Ahmadiyah, Aboge (Alif
Rebo Wage), Syiah, Kristen, Katolik, Konghucu, Hindu, Budha, NU, Muhammadiyah,
Muslimat, Aisyiah, Ansor, Fathayat, dan sebagainya
bergandengan tangan riang gembira menanam pohon. Tidak hanya sekali.
Berkali-kali.
Kholik percaya, dengan hidupnya
banyak pohon, hak-hak dasar warga akan terpenuhi. Jalan pikirannya logis dan
runut. Ia menjadikan Wonosobo green city
sebagai tangga menuju Wonosobo human
right friendly city. Baginya, negara-pemerintah sebagai pemangku kewajiban
terhadap pemenuhan
hak-hak dasar manusia, tidak bisa melakukannya sendiri. Masyarakat sebagai
bagian dari lingkungan, harus berpartisipasi. Melakukan kontrol, sekaligus
sebagai pelaku.
“Tapi dulu, preman-preman di Wonosobo kalau
mutung wagu. Nek mutung dho nebangi pohon”, cerita Kholik pada 3
Juni 2014 lalu di Hotel Royal Kuningan Jakarta. Preman yang aneh. Kini,
preman-preman aneh itu telah berada dalam rangkulan Kholik. Mereka turut serta
menanam pohon, dan berpartisipasi dalam kegiatan keagamaan serta kebudayaan.
Pemimpin
yang baik tahu betul apa yang harus dikerjakan. Bupati penerima penghargaan
pluralisme itu berhasil menggandeng semua elemen masyarakat, dan pemerintah untuk terlibat
langsung dalam mewujudkan Wonosobo yang hijau dan damai. Hampir tidak terdengar
adanya pelanggaran atau kekerasan di Wonosobo yang mengatasnamakan agama atau
kepercayaan. Suatu
kali sebuah vihara di Wonosobo berantakan seperti dirusak orang. Kholik
bersama aparat dan masyarakat turun tangan langsung ke lapangan. Setelah diselidiki, ternyata yang merusak petir atau
geledhek.
“Karena
tidak ada yang perlu dilanggar dan melanggar”, kata laki-laki kelahiran Wonosobo
itu. Bagi Kholik,
agama atau kepercayaan adalah urusan masing-masing individu. Sendiri-sendiri
saja. “Sukanya Yahudi, ya silahkan. Suka
Islam, ya silahkan”. Sebagai pemimpin daerah, Kholik tidak mau membubarkan
Ahmadiyah di wilayahnya. “Saya lahir besar di Wonosobo. Sebelum saya lahir,
Ahmadiyah sudah ada di sana. Lha, ya mana mungkin saya mau membubarkan”, tegasnya.

Data Tercatat:
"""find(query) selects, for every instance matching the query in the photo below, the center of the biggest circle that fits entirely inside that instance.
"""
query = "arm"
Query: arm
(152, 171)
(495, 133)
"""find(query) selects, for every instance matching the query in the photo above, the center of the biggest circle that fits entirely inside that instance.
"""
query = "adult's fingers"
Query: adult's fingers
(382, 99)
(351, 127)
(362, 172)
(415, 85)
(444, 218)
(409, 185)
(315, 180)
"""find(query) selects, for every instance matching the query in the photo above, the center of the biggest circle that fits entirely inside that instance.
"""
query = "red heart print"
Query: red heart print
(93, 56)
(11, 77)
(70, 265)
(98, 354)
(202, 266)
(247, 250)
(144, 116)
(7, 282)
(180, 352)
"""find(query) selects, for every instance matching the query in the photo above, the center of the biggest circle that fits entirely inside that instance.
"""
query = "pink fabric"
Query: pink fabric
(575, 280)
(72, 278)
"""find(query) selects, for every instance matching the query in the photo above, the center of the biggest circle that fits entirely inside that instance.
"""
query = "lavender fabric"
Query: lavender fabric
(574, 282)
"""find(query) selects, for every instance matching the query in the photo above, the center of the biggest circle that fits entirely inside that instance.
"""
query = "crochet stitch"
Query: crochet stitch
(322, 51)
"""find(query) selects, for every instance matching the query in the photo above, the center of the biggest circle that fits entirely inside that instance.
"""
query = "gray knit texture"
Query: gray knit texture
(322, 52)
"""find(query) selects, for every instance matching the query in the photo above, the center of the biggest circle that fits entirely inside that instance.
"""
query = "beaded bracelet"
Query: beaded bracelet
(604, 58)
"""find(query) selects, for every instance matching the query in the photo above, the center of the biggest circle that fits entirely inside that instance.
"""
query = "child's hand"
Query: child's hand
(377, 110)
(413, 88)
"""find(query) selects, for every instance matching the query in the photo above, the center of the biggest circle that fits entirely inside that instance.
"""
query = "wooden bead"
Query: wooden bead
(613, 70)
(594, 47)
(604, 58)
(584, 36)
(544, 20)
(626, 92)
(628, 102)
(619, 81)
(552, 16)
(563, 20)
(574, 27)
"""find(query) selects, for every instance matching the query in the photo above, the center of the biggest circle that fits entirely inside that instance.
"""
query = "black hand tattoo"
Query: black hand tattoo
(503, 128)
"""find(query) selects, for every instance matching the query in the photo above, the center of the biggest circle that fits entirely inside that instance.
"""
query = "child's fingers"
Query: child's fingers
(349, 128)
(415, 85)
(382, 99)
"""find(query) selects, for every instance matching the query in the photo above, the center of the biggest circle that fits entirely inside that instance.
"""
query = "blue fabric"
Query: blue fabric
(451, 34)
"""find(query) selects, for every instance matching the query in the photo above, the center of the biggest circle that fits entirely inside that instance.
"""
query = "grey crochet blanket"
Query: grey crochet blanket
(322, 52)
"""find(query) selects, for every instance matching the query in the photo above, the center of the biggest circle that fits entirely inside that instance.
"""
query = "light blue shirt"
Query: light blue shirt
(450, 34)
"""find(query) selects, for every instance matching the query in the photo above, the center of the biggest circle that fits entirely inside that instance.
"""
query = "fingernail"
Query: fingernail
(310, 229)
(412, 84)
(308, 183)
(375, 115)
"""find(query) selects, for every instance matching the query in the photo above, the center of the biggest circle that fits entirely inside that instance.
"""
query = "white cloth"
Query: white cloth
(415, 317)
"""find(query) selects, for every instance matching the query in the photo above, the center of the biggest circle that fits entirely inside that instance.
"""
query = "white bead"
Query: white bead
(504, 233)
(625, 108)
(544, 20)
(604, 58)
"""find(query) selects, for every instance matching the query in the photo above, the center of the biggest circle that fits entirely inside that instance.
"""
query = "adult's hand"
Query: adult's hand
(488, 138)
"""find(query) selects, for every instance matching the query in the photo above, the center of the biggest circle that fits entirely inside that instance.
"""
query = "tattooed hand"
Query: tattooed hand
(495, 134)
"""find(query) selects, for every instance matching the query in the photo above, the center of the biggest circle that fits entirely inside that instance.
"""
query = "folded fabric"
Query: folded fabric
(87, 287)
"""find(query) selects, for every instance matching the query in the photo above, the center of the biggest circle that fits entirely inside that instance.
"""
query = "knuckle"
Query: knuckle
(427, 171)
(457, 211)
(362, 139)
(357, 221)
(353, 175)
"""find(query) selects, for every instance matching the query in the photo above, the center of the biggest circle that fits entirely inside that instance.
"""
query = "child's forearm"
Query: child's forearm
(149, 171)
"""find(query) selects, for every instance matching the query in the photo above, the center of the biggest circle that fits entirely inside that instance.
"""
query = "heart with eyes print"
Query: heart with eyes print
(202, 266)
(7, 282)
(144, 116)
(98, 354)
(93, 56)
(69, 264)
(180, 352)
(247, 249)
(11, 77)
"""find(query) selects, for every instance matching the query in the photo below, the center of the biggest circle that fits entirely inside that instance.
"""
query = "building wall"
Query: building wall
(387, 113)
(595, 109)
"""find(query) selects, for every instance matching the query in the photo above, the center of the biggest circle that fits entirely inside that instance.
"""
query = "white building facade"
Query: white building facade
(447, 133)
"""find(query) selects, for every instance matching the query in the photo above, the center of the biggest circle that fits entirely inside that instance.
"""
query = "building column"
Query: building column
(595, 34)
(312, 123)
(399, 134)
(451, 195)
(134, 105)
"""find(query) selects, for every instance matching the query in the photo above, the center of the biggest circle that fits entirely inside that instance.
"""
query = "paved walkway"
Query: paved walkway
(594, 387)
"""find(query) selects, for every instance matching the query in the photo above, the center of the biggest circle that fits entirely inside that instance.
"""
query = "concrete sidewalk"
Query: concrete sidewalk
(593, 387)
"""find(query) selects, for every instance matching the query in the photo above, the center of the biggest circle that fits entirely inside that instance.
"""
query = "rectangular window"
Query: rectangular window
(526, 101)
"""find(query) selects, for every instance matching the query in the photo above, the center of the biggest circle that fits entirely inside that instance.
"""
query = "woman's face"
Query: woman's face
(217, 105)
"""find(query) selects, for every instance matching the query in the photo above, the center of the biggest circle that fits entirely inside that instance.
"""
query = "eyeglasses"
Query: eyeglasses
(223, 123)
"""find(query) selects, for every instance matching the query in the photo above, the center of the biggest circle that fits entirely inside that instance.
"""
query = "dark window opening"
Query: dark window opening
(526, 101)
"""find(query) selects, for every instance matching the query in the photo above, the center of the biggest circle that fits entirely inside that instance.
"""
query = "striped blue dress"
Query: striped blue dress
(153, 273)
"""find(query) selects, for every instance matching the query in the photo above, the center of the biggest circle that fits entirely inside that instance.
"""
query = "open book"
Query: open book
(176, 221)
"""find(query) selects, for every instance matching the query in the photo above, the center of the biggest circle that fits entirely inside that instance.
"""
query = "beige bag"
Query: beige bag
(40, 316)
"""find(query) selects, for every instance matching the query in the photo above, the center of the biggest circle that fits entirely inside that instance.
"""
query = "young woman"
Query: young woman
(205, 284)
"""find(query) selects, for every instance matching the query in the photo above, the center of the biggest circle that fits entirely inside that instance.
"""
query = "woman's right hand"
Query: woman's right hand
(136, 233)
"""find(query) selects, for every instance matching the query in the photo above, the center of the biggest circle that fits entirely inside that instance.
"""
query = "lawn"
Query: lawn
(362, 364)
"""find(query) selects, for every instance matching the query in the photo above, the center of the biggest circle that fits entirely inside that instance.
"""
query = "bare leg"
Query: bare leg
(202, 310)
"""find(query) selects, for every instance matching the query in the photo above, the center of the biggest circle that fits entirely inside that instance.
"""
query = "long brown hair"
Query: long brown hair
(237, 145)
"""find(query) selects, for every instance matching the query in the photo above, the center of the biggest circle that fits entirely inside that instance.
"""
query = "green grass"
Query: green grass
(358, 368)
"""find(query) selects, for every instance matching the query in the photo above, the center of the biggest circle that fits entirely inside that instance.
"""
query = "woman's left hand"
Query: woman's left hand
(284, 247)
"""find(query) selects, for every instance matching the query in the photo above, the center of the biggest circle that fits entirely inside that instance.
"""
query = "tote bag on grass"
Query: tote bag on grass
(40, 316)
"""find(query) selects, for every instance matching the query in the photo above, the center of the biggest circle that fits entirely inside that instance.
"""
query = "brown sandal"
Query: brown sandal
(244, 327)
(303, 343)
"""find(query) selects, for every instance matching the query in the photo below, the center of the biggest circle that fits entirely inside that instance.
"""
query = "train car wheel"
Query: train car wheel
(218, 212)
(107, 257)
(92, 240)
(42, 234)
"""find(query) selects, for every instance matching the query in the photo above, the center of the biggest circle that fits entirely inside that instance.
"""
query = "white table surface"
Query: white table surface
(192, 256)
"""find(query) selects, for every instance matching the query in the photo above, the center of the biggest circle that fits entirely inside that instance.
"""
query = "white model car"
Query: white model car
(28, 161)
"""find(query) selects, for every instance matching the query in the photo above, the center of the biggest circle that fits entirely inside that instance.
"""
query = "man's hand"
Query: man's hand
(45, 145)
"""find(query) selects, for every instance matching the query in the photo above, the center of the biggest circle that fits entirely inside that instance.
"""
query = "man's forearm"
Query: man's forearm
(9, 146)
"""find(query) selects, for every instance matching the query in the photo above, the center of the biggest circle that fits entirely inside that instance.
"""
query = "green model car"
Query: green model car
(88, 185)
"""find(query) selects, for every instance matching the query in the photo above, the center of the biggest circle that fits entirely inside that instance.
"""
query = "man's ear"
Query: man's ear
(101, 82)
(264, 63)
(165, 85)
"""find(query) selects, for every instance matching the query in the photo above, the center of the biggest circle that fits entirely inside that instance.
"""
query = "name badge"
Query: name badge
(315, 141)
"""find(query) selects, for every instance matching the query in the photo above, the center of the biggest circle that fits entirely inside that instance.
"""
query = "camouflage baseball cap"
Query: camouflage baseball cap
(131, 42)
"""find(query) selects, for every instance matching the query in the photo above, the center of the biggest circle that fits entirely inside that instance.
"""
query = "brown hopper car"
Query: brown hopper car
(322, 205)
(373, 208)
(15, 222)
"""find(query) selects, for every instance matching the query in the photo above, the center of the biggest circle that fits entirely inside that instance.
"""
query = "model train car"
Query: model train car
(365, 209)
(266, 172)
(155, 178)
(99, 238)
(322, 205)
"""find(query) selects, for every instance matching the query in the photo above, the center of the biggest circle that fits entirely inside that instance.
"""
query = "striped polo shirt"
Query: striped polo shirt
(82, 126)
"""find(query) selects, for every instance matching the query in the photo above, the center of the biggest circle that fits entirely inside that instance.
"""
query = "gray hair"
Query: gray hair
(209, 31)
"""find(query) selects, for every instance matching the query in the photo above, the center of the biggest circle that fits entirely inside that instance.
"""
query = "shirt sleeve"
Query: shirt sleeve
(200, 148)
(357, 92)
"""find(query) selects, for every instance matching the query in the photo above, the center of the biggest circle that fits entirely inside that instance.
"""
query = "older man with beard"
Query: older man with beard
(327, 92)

Tujuan Tugas: Lanjutkan teks tentang Kholik dan kepemimpinannya di Wonosobo, mulai tepat setelah kalimat terakhirnya.

Hasil di Bawah:
Kholik tegas berbeda dengan pemimpin daerah di kota-kota tetangga. Mereka
dengan dalih pelaksanaan SKB Tiga Menteri No. 3 Tahun 2008 tentang Peringatan
dan Perintah kepada Penganut, Anggota, Dan/ Atau Anggota Pengurus Jemaat
Ahmadiyah Indonesia (JAI) Dan Warga Masyarakat, berlomba-lomba melalui
perangkat pemerintahannya membubarkan Ahmadiyah di wilayahnya. Mulai dari
penyegelan masjid, pelarangan berkumpul keagamaan, diskriminasi pelayanan publik,
dan sebagainya.
Menurut Kholik, tantangan terberat dalam menjaga kebhinekaan dan
perdamaian
adalah menghadapi kelompok yang selalu merasa paling benar sendiri.
Pemimpin yang mampu mengenali dengan baik
dan dekat yang dipimpin, ia tahu pasti apa yang harus dikerjakan.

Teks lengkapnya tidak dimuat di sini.